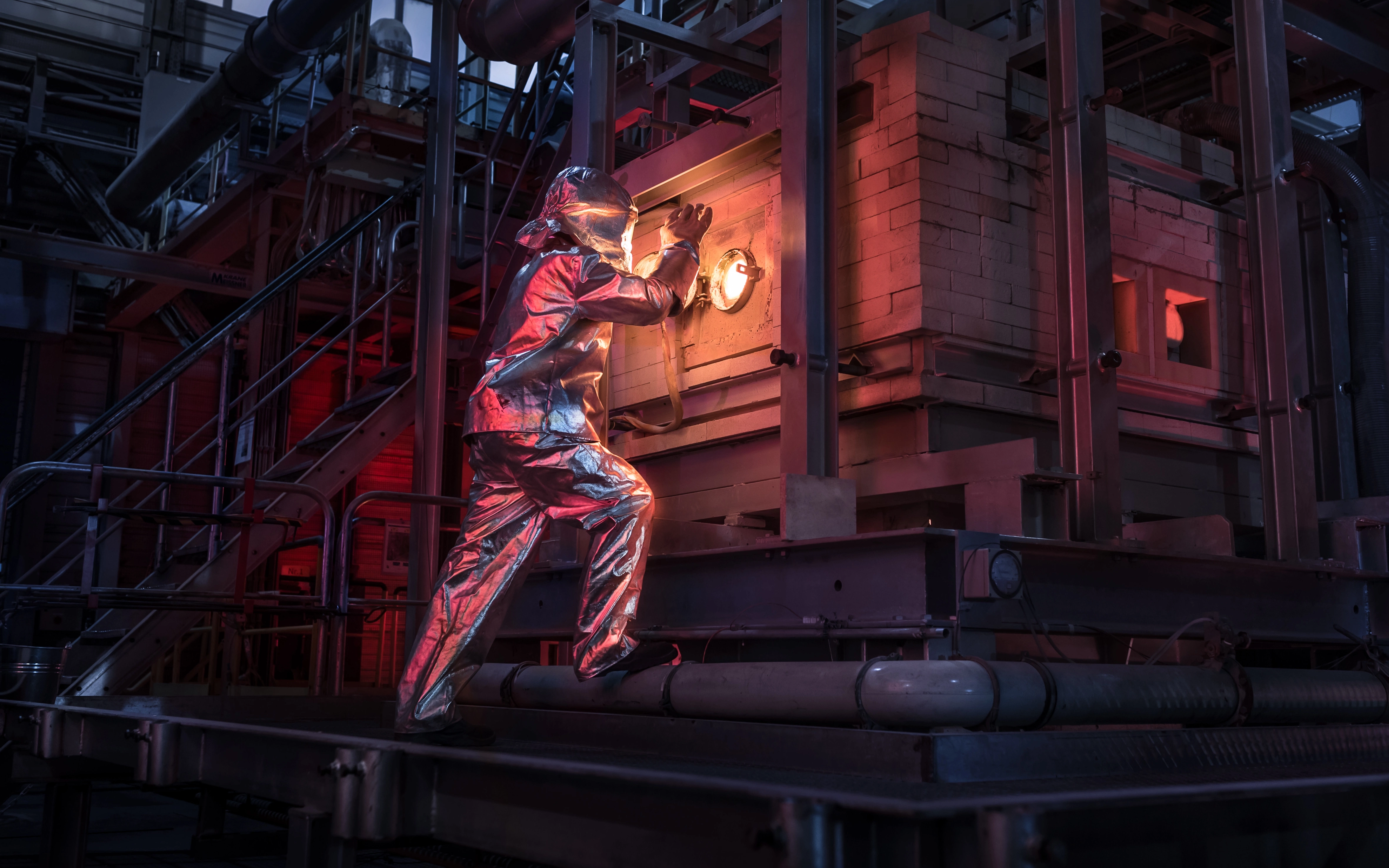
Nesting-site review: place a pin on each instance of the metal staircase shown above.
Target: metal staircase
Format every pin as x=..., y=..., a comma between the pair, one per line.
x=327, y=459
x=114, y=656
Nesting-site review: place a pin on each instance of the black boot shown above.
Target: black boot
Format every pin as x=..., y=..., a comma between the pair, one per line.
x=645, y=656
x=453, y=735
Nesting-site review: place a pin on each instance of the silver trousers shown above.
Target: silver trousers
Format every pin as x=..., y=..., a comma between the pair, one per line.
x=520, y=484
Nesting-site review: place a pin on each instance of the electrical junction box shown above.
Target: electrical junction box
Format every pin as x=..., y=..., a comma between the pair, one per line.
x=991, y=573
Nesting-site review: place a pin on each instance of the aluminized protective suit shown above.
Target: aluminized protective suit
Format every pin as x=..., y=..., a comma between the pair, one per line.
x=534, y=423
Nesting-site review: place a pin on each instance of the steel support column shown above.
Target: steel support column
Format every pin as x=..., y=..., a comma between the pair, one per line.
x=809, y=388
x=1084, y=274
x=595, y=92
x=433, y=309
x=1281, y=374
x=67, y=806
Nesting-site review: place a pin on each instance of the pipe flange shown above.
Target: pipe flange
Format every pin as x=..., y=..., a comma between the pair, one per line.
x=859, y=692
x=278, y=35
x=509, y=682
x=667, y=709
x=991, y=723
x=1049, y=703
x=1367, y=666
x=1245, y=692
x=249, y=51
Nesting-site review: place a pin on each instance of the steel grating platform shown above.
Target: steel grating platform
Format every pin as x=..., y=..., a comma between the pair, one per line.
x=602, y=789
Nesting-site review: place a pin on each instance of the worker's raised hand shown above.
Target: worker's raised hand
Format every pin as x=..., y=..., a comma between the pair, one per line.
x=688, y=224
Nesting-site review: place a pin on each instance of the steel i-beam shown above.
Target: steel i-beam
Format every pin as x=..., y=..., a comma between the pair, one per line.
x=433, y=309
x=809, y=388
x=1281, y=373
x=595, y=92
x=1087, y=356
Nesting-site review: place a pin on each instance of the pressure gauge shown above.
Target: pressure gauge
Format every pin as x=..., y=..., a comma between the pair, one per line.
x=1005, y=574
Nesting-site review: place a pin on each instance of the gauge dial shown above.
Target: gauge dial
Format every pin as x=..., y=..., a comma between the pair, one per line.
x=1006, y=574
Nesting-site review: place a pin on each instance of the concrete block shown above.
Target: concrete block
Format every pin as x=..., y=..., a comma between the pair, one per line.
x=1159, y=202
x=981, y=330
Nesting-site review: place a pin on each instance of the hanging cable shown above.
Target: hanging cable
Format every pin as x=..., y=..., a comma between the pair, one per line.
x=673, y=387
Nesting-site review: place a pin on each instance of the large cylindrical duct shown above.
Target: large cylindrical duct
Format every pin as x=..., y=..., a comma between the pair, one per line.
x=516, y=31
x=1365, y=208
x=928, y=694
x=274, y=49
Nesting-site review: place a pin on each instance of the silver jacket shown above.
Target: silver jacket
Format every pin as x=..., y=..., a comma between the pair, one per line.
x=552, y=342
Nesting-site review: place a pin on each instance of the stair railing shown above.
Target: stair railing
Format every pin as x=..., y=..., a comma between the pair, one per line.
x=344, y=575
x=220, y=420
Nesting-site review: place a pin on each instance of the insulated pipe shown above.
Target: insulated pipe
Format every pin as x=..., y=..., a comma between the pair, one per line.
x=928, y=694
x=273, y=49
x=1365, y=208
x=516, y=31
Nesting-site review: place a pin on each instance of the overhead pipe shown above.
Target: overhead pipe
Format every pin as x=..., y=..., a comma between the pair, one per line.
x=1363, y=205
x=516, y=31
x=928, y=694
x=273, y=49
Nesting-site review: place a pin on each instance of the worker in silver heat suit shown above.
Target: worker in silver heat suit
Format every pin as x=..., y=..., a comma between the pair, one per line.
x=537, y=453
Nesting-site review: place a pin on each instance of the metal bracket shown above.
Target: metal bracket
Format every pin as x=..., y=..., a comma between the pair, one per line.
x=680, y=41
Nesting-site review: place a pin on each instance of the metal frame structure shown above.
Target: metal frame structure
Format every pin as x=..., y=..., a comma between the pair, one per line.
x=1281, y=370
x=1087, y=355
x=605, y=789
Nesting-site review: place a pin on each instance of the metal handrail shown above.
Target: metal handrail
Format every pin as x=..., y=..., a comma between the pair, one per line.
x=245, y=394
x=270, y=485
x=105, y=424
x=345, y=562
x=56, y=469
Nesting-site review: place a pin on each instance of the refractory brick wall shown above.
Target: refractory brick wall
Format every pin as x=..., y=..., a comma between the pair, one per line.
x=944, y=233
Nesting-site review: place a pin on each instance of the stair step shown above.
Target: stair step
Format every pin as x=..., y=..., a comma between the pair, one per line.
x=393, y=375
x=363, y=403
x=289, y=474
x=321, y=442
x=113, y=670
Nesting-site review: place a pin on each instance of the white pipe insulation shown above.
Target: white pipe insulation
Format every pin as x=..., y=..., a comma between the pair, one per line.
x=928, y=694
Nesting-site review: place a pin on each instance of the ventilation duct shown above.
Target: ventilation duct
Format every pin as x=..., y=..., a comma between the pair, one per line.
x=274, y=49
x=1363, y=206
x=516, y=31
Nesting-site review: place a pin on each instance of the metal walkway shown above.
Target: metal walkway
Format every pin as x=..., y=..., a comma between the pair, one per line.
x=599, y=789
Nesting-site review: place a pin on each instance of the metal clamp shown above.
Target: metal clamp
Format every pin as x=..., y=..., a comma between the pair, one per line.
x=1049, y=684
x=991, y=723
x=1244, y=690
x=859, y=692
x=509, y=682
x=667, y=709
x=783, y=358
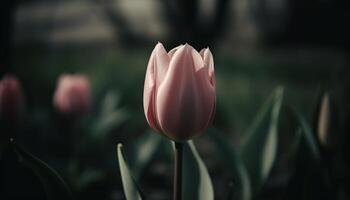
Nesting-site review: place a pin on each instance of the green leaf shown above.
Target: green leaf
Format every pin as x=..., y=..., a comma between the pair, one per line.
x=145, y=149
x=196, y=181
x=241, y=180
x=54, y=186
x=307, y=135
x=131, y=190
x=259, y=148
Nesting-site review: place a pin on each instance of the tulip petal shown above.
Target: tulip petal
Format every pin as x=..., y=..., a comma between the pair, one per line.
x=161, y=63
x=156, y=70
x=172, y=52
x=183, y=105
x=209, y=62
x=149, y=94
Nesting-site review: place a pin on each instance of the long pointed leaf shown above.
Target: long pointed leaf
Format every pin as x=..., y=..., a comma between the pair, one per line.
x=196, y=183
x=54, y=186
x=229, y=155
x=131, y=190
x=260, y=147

* * *

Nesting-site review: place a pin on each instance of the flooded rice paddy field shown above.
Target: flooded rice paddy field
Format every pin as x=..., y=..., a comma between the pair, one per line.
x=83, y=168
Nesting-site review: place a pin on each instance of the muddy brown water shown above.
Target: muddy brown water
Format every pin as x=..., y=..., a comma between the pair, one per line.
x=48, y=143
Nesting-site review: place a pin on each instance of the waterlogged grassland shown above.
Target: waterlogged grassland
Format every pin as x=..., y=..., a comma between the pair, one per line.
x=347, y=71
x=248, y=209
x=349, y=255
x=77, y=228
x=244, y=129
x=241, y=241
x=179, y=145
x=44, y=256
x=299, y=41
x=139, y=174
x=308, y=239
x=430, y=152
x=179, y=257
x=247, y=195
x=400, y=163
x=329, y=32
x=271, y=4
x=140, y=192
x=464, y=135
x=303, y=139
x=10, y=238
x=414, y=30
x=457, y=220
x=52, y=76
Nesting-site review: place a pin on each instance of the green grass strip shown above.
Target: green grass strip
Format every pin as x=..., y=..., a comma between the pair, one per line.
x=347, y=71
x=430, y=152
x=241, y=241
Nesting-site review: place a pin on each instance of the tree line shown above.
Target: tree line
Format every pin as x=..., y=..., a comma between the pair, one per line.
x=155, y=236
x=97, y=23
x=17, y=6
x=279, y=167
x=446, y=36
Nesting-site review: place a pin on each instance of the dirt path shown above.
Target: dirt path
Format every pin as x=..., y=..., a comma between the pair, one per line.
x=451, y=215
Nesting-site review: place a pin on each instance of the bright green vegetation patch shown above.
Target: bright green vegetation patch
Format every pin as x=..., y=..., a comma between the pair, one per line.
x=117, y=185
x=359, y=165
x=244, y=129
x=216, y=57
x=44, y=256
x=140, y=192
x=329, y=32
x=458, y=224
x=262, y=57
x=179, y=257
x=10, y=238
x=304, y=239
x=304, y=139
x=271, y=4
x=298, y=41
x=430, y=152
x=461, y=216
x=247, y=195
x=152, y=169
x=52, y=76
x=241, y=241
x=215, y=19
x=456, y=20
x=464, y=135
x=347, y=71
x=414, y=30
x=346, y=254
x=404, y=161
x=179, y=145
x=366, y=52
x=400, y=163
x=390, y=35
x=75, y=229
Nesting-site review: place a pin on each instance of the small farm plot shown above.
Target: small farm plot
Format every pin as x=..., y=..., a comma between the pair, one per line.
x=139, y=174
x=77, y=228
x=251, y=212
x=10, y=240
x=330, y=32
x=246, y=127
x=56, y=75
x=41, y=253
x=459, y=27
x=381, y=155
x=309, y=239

--

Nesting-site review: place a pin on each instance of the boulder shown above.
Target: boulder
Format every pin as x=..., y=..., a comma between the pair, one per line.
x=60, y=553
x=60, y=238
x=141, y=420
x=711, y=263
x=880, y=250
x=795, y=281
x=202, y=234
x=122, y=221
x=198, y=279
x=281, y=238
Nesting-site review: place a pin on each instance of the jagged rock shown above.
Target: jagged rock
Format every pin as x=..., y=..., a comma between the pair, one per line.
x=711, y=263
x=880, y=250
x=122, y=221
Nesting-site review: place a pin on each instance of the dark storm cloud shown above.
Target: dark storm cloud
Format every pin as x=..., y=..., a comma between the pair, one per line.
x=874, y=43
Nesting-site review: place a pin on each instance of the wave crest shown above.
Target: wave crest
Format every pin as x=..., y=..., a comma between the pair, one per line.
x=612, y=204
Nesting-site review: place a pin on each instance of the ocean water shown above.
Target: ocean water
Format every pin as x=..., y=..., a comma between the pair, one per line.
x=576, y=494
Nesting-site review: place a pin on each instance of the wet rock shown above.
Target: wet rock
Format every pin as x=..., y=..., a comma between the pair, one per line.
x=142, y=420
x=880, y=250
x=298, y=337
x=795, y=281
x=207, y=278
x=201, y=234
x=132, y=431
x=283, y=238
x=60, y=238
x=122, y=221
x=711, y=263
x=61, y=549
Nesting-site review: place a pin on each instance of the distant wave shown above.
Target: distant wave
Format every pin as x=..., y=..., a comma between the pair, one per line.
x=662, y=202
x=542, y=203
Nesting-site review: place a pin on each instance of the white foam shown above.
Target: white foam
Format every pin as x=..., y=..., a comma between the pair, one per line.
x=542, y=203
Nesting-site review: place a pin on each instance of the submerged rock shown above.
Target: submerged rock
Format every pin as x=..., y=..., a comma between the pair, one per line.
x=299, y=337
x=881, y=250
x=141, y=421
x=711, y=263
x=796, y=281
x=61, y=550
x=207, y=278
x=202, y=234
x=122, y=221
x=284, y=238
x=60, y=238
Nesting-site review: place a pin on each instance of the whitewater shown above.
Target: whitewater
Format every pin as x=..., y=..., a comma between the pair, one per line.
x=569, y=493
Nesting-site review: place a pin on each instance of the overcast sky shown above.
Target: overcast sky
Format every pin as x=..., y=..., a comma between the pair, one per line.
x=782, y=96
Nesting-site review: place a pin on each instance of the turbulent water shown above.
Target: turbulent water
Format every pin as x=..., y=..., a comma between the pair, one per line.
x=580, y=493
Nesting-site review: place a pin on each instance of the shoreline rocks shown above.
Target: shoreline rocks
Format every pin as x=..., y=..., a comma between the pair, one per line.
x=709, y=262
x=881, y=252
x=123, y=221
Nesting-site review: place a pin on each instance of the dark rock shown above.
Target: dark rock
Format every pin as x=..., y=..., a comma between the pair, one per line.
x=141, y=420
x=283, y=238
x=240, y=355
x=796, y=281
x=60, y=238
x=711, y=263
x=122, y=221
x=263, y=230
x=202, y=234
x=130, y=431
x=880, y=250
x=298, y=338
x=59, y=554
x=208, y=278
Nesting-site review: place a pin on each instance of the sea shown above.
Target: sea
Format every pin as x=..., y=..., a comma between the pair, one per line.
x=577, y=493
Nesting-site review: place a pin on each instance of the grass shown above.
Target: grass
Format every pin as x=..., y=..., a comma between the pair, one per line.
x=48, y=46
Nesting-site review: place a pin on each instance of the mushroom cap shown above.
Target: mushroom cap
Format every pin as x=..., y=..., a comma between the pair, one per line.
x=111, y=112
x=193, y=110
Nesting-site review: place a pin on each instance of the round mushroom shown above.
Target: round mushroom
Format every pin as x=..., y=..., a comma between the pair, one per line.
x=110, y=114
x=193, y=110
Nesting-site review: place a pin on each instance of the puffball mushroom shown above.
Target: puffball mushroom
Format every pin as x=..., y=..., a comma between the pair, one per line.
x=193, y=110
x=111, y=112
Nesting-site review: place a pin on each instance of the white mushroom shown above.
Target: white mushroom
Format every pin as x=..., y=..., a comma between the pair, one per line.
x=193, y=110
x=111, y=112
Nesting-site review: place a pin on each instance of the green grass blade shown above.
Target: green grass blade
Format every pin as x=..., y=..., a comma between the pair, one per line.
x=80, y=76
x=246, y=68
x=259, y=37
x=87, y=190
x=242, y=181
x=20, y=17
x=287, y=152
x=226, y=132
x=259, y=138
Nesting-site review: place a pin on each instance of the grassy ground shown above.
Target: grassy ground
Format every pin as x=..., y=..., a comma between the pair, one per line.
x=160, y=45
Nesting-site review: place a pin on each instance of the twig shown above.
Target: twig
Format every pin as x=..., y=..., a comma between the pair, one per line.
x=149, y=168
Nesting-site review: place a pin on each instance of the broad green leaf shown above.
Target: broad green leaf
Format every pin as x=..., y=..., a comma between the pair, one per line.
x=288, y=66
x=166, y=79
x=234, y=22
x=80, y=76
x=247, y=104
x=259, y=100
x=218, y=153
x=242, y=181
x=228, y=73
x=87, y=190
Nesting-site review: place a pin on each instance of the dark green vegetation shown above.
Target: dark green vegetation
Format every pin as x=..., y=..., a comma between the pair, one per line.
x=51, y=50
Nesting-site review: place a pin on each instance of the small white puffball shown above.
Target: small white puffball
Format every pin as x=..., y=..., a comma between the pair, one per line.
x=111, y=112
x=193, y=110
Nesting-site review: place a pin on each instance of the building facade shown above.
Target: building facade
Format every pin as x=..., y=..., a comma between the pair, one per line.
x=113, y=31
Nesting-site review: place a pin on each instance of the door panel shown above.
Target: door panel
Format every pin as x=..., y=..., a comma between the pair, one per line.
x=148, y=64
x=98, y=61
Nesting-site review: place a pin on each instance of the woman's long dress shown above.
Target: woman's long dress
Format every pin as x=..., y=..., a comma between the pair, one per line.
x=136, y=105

■ Exercise details ■
Rewrite only the lines starting at the one that contains "staircase shown above." and ending at the one that contains "x=114, y=656", with "metal staircase" changed to "steel staircase" and nothing else altered.

■ Expected answer ■
Nesting-site review: place a pin on each instance of the steel staircase shown above.
Target: steel staircase
Format every pin as x=..., y=..., a comma between the pair, one per line.
x=327, y=459
x=114, y=656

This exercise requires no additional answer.